Without altering anything, output the material below.

## BEGIN Dataset extract

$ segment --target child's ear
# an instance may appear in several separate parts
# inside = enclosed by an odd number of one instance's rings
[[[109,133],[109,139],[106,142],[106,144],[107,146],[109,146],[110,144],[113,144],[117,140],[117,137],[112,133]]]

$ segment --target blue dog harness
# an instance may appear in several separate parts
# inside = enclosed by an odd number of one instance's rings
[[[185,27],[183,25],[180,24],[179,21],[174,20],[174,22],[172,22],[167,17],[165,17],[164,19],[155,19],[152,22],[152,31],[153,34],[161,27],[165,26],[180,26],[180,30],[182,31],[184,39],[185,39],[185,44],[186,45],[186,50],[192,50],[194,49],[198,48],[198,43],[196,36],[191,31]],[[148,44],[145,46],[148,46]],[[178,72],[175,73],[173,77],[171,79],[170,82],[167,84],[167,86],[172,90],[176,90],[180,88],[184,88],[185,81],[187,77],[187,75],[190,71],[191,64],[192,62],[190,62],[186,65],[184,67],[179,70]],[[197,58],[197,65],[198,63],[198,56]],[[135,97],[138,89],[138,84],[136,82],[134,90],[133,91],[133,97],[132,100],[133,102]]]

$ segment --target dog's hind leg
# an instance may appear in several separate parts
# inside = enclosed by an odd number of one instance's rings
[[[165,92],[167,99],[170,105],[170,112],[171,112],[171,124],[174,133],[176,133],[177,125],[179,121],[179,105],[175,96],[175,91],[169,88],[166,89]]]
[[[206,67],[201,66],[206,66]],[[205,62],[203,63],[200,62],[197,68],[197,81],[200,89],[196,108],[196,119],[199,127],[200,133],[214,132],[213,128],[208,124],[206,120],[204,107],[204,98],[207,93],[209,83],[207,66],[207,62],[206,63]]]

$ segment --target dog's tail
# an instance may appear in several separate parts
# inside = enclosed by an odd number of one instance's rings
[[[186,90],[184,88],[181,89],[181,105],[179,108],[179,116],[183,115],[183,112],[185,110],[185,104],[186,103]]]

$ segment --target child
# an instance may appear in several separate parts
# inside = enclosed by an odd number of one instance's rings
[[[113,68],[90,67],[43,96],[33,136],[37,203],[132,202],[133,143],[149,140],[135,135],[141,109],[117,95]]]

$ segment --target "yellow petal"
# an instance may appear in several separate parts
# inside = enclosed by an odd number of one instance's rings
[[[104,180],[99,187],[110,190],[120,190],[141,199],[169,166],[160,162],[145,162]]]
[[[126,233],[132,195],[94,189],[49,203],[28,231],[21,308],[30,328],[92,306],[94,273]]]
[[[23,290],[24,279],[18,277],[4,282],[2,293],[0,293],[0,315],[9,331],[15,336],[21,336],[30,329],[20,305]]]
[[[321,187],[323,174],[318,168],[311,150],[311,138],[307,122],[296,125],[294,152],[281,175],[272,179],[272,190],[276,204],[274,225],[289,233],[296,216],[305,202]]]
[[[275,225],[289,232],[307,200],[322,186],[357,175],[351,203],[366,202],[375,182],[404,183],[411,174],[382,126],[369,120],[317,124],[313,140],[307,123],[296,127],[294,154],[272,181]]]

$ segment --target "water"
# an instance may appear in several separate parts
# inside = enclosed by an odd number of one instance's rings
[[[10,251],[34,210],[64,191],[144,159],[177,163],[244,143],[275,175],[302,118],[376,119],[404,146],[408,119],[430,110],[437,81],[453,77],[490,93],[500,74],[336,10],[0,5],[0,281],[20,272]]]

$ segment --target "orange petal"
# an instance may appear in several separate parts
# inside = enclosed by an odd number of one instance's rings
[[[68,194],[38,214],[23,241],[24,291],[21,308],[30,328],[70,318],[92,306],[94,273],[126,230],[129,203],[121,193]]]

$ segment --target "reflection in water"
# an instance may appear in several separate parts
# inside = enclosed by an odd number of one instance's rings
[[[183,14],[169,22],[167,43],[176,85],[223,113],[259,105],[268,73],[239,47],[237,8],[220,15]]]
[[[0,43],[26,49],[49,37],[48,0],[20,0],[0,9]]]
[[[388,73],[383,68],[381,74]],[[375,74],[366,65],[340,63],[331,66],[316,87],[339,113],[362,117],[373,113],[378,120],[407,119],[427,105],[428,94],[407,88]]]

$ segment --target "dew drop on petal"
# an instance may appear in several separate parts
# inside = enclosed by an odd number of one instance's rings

## END Dataset extract

[Exercise solution]
$ segment --target child's ear
# an instance may appear in several separate parts
# inside = enclosed by an odd number of one instance's rings
[[[109,133],[109,139],[106,142],[106,144],[107,146],[109,146],[110,144],[113,144],[117,140],[117,137],[112,133]]]

$ segment --target blue dog harness
# an instance may appear in several separate parts
# inside = enclosed by an odd number of one instance's rings
[[[185,27],[183,25],[180,24],[179,21],[174,20],[174,22],[172,22],[167,17],[165,17],[164,19],[155,19],[152,22],[152,31],[153,34],[161,27],[165,26],[180,26],[180,30],[182,31],[184,39],[185,39],[185,44],[186,45],[186,50],[192,50],[194,49],[198,48],[198,43],[196,36],[191,31]],[[148,44],[145,46],[148,46]],[[178,72],[175,73],[173,77],[171,79],[170,82],[167,84],[167,86],[172,90],[176,90],[180,88],[184,88],[185,81],[187,77],[187,75],[190,71],[191,64],[192,62],[190,62],[186,65],[184,67],[179,70]],[[197,58],[197,65],[198,63],[198,56]],[[135,97],[138,89],[138,84],[136,82],[134,90],[133,91],[133,97],[132,100],[133,102]]]

$ segment --target dog's hind leg
# an instance may appear in several separate parts
# inside = enclosed by an odd number of one instance's rings
[[[165,92],[167,99],[170,105],[170,112],[171,112],[171,124],[174,133],[176,133],[177,125],[179,121],[179,105],[175,96],[175,91],[169,88],[166,89]]]
[[[206,67],[201,66],[206,66]],[[205,62],[203,63],[200,62],[197,68],[197,81],[200,89],[196,108],[196,119],[199,127],[200,133],[214,132],[213,128],[208,124],[206,120],[204,107],[204,98],[207,93],[209,83],[207,66],[207,62],[206,63]]]

$ segment --target dog's tail
# an instance may appear in several separate parts
# inside = enclosed by an odd number of one instance's rings
[[[186,90],[184,88],[181,89],[181,105],[179,108],[179,116],[183,115],[183,112],[185,110],[185,104],[186,103]]]

$ segment --target child
# an instance may appear in several separate parts
# inside = enclosed by an odd number of one instance's rings
[[[113,68],[90,67],[43,96],[33,136],[37,203],[132,202],[133,143],[149,140],[135,135],[141,109],[117,95]]]

$ segment --target "yellow petal"
# an instance may appear in several separate parts
# inside = enclosed by an odd number of one instance's rings
[[[104,180],[99,187],[110,190],[120,190],[141,199],[169,166],[160,162],[145,162]]]
[[[126,233],[132,195],[94,189],[49,203],[28,231],[21,308],[30,328],[92,306],[94,273]]]
[[[23,290],[24,279],[18,277],[4,282],[2,293],[0,293],[0,315],[9,331],[15,336],[21,336],[30,329],[20,305]]]
[[[321,187],[323,174],[318,168],[311,150],[311,138],[307,122],[296,125],[294,152],[281,175],[272,179],[272,190],[276,204],[274,225],[289,233],[296,216],[305,202]]]
[[[275,225],[289,232],[307,200],[322,186],[357,175],[351,203],[366,202],[375,182],[404,183],[411,174],[382,126],[369,120],[317,124],[313,140],[307,123],[296,127],[294,154],[272,181]]]

$ segment --target "water"
# an instance may appear in several separate parts
# inside = enclosed by an odd number of one instance's rings
[[[10,251],[34,210],[64,191],[144,159],[177,163],[244,143],[275,175],[302,118],[376,119],[404,146],[408,119],[430,110],[437,81],[453,77],[490,93],[500,74],[336,10],[0,5],[0,281],[20,272]]]

$ segment --target "orange petal"
# an instance may appear in several separate parts
# inside = enclosed by an odd number of one instance's rings
[[[68,194],[38,214],[23,241],[24,291],[21,308],[30,328],[70,318],[92,306],[94,273],[126,230],[129,203],[121,193]]]

$ segment --target "reflection in water"
# an instance may appear in several separate parts
# inside = enclosed by an odd number of one instance's rings
[[[183,14],[169,22],[167,43],[176,85],[223,113],[259,105],[268,73],[239,47],[237,8],[220,15]]]
[[[0,43],[26,49],[49,37],[48,0],[20,0],[0,9]]]
[[[388,73],[383,68],[381,74]],[[375,74],[366,65],[340,63],[331,66],[316,87],[339,113],[362,117],[373,113],[378,120],[407,119],[427,105],[428,94],[407,88]]]

$ segment --target "dew drop on petal"
# an instance may appear in several separate parts
# inside = enclosed by an odd number of one instance's rings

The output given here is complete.